**Available records:**
┌──

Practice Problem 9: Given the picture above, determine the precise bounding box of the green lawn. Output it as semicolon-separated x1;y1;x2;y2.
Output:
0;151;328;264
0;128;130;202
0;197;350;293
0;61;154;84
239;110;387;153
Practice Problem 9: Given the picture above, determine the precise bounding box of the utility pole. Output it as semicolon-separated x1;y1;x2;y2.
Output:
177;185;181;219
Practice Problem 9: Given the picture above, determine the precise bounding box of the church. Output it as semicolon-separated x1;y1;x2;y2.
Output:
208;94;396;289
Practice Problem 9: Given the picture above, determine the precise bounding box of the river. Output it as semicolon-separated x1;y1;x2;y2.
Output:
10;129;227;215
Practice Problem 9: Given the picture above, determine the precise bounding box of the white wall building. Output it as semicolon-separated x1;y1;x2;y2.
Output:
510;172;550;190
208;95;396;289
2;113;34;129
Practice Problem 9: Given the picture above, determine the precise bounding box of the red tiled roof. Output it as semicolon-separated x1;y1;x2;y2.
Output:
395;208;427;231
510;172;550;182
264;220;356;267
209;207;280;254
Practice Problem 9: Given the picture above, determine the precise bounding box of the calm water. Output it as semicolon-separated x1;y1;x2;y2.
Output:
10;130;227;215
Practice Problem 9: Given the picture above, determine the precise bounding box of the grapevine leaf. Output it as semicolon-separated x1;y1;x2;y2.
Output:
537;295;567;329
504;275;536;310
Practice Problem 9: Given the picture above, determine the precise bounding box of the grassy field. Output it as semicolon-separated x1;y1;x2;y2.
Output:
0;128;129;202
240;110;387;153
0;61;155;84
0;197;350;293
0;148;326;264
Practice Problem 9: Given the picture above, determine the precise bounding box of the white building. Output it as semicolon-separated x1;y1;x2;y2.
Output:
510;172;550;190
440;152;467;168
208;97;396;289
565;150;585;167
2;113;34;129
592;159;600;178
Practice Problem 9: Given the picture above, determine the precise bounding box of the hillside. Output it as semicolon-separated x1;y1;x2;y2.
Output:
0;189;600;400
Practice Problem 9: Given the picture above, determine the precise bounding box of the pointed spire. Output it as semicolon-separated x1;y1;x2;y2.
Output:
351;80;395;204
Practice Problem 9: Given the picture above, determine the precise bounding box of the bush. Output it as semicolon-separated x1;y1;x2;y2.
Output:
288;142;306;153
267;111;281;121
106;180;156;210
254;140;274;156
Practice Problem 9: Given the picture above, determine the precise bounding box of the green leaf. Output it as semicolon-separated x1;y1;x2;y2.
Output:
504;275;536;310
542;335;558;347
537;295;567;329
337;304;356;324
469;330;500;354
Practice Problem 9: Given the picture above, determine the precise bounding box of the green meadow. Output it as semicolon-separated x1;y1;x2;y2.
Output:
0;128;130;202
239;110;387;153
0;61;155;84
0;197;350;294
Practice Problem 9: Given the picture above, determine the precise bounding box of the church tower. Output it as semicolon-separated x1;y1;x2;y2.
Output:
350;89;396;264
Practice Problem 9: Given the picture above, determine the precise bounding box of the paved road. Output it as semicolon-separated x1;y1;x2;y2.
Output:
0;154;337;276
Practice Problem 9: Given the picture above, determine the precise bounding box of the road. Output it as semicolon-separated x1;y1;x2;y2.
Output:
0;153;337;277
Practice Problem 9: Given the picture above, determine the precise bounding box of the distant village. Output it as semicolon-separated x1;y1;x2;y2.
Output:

└──

**Task goal:** Reproduce all of the records above word for word, changing nothing.

**Completed task:**
Practice Problem 9: Given the picture above, determine the precise bounding box of the green lawn. Output it as semicolon-separated x1;y1;x2;y2.
Output:
0;151;328;264
0;128;130;202
0;197;350;293
0;61;154;84
239;110;387;153
Practice Problem 9: Given the picture above, determine the precise bounding box of the utility pole. Output it as semicolon-separated x1;y1;x2;y2.
Output:
177;185;181;219
Practice Problem 9: Given the picture above, determine the precise bounding box of the church. Output it as semicolon-separated x1;y1;x2;y2.
Output:
208;94;396;289
Practice Problem 9: Given the picture above, determine the precise bounding box of the river. Output it as semicolon-separated x1;y1;x2;y2.
Output:
10;129;227;215
Practice Problem 9: Given the picture above, determine the precise bounding box of the white wall building. Output it as semicolon-separated x1;y1;x2;y2.
Output:
510;172;550;190
208;95;396;289
2;113;34;129
Practice Problem 9: Given the picture above, determine the precise bounding box of the red tiled roof. Output it as semicolon-separated x1;y1;x2;y2.
Output:
395;208;427;231
510;172;550;182
264;220;356;267
209;207;280;254
Practice Problem 9: Given the picture above, determine the precise bounding box of the calm water. Output it as semicolon-separated x1;y1;x2;y2.
Output:
10;130;227;215
Practice Problem 9: Given the picture above, determine the precise bounding box of the grapevine leaf. Output it as semicolon-separated x1;y1;x2;y2.
Output:
537;295;567;329
504;275;536;310
Practice Problem 9: Given the picture above, determine the precise bounding box of the grassy field. Output it as semicolon-separated x1;y1;x2;y2.
Output:
0;128;129;202
240;110;387;153
0;61;155;84
0;197;350;293
0;148;326;264
Practice Problem 9: Given the picture above, determine the precise bounding box of the white building. Output it as semicolon-separated x1;y1;x2;y2.
Output:
510;172;550;190
440;152;467;168
208;97;396;289
565;150;585;167
2;113;34;129
592;159;600;178
Practice Problem 9: Given the picture above, determine the precise bounding box of the hillside. Output it as semicolon-separated x1;y1;x2;y2.
Output:
0;189;600;400
Practice Problem 9: Given the picture above, determine the precise bounding box of the pointed spire. Output it as semicolon-separated x1;y1;x2;y2.
Output:
351;80;395;204
Practice Problem 9: Given the picture above, determine the precise bounding box of the bush. Output it as semicolon-separated x1;y1;x2;y2.
Output:
288;142;306;153
267;111;281;121
106;180;156;210
254;140;274;156
Practice Problem 9: Given the picture above, determine the precise bounding box of the green leaf. Output it as semicolon-separated x1;y1;x2;y2.
Output:
504;275;536;310
542;335;558;347
537;295;567;329
337;304;356;324
469;330;500;354
Practice Problem 9: Given the picture above, determine the precise bounding box of the green meadow. Output it as semicolon-separated x1;y1;x2;y2.
Output:
0;128;130;202
239;110;387;153
0;61;155;84
0;197;350;294
Practice Problem 9: Given the picture above, determine the precise bounding box of the church tower. Output it as semicolon-separated x1;y1;x2;y2.
Output:
350;89;396;264
Practice Problem 9: Given the picture above, determine the precise bounding box of the paved road. Output it as semicolon-separated x1;y1;x2;y2.
Output:
0;154;337;276
Practice Problem 9: Given the picture above, determine the precise bounding box of the road. Output it as semicolon-separated x1;y1;x2;y2.
Output:
0;153;337;277
Practice Problem 9: Given the picture above, determine the precise bounding box of the distant village. Output it as semicolon-separated x1;y1;x2;y2.
Output:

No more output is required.